§ **Excerpted records**:

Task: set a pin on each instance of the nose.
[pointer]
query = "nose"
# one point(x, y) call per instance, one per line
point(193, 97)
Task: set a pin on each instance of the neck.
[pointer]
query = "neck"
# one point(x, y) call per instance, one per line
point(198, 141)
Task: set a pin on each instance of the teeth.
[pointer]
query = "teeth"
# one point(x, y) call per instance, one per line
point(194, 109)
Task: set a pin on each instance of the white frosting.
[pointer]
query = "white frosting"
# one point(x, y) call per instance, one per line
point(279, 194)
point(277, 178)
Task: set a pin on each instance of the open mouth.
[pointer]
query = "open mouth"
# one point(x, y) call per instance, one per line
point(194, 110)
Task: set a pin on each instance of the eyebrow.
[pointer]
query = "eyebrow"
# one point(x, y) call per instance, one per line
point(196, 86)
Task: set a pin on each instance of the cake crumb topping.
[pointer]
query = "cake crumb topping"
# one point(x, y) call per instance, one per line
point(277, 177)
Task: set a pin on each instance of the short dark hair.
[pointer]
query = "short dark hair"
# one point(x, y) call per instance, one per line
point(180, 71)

§ **Task**: Format the rows, from the start through the line containing "point(198, 141)" (both included), as a two-column CSV headed row_text and answer. Write one CSV line per row, putting the row's text and its answer each in a single quoted field with line breaks replaced by spaces.

§ **Worked solution**:
row_text,answer
"Task: set a pin on each instance of the nose. [pointer] query = ""nose"" # one point(x, y) call per instance, one per line","point(193, 97)"
"Task: set a pin on each instance of the neck. [pointer] query = ""neck"" # one point(x, y) call per instance, one per line","point(198, 141)"